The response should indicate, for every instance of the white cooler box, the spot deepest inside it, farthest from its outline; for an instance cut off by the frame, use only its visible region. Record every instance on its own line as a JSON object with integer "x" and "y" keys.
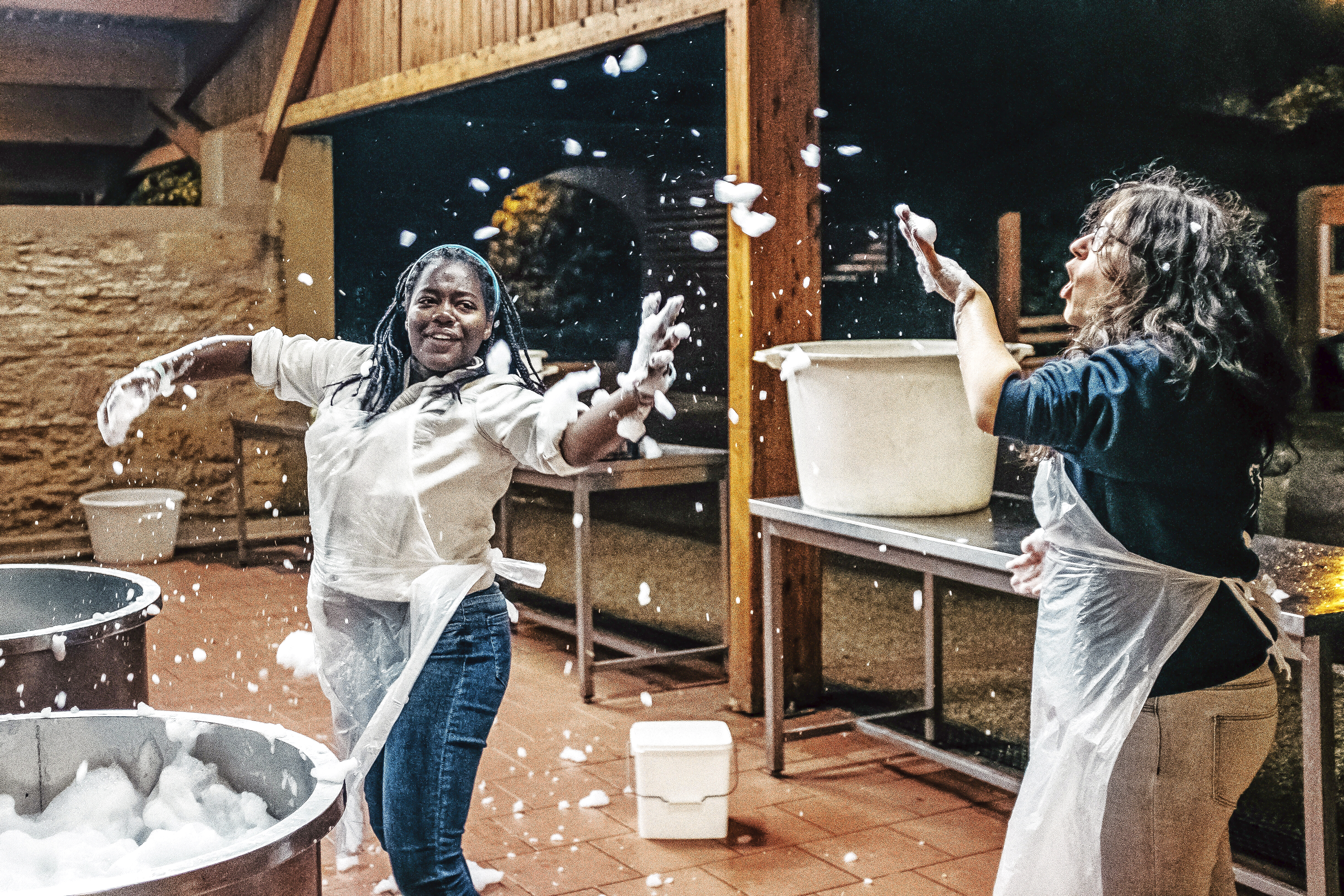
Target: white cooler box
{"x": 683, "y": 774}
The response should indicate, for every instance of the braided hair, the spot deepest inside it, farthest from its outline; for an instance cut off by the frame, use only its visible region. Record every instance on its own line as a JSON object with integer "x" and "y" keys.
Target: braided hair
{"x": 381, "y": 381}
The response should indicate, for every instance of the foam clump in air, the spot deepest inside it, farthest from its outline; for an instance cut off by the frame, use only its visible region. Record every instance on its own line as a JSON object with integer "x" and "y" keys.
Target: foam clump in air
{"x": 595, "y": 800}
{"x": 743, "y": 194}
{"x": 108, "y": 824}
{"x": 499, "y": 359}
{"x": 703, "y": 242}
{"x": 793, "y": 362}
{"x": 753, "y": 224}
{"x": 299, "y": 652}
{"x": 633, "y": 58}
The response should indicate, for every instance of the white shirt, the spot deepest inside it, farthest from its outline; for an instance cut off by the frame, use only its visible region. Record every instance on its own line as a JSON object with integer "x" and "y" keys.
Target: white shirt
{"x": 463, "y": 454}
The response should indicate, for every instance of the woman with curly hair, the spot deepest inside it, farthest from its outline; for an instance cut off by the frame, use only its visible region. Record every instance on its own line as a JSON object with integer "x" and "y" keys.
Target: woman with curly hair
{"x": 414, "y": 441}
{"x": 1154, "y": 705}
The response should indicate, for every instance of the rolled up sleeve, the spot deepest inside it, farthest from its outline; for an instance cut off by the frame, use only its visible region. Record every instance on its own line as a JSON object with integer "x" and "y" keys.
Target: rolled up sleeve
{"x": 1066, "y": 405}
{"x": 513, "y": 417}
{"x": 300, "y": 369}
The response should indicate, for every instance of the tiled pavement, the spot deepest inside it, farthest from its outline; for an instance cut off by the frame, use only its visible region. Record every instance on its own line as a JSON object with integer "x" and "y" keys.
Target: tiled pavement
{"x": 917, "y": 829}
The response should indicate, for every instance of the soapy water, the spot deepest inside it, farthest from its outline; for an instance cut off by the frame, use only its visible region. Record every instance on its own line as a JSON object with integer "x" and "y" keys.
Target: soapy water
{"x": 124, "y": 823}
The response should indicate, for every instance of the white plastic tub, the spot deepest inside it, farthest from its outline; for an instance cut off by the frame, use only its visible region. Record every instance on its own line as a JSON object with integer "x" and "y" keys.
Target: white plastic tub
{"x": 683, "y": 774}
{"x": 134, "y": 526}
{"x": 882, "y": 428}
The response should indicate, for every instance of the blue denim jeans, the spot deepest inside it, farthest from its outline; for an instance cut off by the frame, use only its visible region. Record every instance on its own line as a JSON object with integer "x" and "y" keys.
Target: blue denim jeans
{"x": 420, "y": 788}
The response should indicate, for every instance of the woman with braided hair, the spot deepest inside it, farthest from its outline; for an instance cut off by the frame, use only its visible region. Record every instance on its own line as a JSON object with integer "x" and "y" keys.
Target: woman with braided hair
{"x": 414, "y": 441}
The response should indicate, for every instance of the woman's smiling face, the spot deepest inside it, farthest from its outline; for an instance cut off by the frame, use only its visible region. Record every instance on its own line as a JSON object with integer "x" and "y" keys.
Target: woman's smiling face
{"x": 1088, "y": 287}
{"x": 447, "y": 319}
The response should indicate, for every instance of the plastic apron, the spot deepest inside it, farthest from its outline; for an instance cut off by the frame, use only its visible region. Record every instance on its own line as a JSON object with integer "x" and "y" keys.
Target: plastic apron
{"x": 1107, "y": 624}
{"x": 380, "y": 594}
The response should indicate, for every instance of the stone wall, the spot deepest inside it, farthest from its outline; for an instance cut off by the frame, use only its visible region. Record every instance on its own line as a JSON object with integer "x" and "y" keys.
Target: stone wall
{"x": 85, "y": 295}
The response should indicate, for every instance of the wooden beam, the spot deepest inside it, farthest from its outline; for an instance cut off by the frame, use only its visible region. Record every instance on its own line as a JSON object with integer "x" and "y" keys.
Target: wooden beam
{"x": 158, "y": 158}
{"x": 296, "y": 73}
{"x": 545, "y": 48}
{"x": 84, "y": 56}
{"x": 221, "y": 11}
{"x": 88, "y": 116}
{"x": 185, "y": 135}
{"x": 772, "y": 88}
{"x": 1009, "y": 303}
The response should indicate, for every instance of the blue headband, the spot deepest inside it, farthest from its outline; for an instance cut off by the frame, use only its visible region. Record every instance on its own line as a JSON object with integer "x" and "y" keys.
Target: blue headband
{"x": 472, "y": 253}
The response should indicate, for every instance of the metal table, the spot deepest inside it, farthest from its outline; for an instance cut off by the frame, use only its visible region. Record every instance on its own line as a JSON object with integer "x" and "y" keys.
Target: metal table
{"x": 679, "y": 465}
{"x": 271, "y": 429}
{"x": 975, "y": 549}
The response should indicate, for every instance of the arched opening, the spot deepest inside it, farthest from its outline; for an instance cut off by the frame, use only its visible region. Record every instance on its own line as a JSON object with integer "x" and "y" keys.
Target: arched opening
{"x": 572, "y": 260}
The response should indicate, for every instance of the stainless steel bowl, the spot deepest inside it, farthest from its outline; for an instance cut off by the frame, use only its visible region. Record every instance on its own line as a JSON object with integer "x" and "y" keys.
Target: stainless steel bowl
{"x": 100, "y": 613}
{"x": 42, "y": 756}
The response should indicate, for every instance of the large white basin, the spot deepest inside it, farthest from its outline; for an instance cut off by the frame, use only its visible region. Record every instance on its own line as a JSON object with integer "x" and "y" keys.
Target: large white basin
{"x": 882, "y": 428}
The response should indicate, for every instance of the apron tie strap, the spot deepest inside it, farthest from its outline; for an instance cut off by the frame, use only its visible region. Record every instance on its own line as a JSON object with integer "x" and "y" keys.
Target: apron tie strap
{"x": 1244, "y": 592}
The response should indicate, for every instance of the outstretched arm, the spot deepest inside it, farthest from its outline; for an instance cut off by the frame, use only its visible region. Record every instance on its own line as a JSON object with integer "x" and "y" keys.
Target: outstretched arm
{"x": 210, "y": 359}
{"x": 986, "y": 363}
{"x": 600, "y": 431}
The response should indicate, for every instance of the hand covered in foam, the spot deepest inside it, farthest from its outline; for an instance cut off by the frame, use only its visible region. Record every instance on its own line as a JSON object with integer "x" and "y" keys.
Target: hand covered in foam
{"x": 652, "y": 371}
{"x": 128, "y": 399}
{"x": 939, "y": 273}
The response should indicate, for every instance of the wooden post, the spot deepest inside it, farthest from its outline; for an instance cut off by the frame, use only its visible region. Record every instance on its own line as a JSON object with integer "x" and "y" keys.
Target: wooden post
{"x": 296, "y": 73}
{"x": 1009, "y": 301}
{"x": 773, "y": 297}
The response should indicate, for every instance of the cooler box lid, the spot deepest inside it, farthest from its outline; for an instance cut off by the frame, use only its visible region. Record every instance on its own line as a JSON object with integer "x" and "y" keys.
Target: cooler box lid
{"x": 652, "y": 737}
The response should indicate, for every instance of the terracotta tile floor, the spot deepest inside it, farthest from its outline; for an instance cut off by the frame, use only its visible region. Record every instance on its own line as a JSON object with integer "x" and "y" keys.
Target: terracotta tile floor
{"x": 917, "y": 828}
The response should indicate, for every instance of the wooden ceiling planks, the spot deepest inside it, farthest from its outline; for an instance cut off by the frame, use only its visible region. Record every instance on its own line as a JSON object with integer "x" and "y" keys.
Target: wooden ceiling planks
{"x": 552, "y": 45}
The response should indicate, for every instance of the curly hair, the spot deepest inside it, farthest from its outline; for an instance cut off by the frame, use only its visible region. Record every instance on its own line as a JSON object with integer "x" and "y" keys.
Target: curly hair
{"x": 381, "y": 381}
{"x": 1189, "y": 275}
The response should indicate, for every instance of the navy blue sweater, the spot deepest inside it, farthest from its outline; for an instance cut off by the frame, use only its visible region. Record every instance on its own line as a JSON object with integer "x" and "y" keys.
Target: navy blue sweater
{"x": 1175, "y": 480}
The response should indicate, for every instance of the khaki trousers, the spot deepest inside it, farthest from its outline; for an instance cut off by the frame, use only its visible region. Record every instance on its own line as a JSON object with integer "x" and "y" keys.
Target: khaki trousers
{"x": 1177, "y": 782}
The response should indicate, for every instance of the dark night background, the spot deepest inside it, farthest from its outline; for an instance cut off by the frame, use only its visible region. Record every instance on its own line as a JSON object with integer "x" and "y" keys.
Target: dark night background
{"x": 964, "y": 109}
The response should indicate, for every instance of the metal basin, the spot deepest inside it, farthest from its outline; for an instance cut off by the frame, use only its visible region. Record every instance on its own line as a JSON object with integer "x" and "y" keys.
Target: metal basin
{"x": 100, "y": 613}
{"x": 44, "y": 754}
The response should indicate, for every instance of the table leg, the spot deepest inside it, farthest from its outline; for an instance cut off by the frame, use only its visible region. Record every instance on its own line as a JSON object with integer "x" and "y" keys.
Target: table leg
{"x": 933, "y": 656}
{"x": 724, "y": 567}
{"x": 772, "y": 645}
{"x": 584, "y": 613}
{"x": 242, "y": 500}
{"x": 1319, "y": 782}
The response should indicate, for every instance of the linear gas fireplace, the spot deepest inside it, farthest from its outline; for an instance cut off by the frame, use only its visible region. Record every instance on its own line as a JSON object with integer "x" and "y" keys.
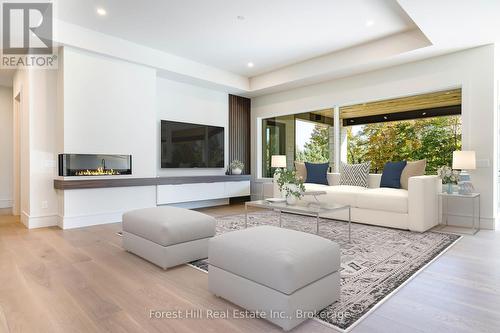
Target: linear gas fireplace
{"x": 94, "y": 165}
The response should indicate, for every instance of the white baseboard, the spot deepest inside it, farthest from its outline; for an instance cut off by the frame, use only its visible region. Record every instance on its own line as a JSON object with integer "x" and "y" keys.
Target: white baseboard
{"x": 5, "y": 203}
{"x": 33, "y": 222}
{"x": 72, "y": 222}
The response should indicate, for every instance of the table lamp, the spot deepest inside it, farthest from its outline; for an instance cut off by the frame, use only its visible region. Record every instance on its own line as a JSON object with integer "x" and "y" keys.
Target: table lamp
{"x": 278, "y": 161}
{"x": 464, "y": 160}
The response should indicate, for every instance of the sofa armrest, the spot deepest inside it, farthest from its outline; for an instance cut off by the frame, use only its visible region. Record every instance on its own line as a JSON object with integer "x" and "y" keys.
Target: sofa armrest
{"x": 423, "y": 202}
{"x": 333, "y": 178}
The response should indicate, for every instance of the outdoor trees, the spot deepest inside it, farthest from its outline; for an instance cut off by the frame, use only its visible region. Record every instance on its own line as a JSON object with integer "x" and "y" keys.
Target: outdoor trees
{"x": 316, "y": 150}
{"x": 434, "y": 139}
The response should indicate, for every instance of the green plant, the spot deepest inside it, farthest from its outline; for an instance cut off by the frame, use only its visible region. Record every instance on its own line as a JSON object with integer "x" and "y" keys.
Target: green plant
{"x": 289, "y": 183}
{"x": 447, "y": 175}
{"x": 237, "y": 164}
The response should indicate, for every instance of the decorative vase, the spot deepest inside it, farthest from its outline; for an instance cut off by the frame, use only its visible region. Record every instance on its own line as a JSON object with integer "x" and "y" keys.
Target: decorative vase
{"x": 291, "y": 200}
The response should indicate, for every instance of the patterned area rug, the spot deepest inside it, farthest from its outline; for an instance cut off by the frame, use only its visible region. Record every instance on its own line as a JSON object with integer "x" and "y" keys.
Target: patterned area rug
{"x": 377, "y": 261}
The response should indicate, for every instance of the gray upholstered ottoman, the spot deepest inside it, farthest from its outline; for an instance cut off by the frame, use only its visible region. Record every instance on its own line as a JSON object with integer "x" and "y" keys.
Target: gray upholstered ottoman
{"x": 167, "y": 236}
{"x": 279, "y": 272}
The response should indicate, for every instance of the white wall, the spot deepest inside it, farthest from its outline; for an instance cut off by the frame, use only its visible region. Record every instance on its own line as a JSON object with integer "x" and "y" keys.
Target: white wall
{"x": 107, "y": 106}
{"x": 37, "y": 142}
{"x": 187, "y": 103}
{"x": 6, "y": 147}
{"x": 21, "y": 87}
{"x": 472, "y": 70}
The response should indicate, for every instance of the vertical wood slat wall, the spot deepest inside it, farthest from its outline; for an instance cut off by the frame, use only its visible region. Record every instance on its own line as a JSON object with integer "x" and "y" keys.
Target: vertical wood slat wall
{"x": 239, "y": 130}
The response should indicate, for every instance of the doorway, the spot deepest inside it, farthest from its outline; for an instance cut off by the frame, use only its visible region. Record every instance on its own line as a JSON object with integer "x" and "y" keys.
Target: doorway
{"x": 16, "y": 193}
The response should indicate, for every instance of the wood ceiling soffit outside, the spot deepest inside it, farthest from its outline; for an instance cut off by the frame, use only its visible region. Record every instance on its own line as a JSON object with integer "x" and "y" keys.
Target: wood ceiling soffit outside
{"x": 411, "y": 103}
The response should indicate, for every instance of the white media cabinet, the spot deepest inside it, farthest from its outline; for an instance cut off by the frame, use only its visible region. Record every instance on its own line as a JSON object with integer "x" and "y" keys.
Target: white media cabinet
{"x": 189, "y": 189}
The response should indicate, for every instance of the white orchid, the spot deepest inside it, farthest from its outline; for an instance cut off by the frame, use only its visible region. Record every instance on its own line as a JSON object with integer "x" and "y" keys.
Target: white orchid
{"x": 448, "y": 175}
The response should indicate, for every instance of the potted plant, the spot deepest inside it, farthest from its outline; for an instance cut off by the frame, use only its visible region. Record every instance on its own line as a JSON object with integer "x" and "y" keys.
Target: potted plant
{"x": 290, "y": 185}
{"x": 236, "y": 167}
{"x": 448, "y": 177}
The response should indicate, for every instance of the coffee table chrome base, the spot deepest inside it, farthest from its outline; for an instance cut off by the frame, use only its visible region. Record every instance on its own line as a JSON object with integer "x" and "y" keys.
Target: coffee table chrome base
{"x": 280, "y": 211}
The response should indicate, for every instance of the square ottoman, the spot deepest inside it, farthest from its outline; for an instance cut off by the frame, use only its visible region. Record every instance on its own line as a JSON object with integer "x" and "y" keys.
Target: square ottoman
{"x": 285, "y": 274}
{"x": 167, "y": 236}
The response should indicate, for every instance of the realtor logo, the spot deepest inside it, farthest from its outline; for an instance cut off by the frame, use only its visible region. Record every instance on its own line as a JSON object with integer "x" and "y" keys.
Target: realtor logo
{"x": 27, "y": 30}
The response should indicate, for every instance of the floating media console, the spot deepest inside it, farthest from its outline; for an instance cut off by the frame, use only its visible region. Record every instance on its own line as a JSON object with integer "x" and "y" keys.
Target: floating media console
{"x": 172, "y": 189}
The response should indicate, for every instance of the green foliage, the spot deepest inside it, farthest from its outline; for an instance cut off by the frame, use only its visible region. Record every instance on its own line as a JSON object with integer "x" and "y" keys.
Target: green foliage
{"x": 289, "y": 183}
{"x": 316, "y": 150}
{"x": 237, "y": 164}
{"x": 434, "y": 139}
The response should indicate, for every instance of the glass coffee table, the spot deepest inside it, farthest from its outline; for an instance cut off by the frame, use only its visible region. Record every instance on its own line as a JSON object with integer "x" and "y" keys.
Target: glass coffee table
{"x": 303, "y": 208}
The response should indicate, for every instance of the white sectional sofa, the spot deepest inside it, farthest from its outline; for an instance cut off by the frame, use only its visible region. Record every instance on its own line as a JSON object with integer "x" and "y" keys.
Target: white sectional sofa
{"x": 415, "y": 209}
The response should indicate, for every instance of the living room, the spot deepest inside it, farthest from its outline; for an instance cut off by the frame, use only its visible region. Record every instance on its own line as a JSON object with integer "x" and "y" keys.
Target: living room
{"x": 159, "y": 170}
****************
Reproduce only the lines from the beginning of the data through the line that contains "The response should indicate, for every instance of the foam", both included, and please drop the pictures.

→ Reply:
The response should indicate, for every instance of the white cooler box, the spot deepest inside it, farthest from its outline; for an instance cut off by the frame, use only its visible region. Record every instance on its own line as a JSON object with integer "x" and "y" keys.
Target: white cooler box
{"x": 683, "y": 774}
The response should indicate, for every instance of the braided hair, the spot deepest inside it, farthest from its outline; for an instance cut off by the frame, use only its visible region. Record every instance on its own line as a JSON object with integer "x" and "y" keys.
Target: braided hair
{"x": 381, "y": 381}
The response should indicate, for every instance of the foam clump in air, the spot deepest inside it, farthest from its outline; for an instance cut off by the frame, use only its visible region. Record every instance on its own line as a JSON object with integer "x" and "y" keys.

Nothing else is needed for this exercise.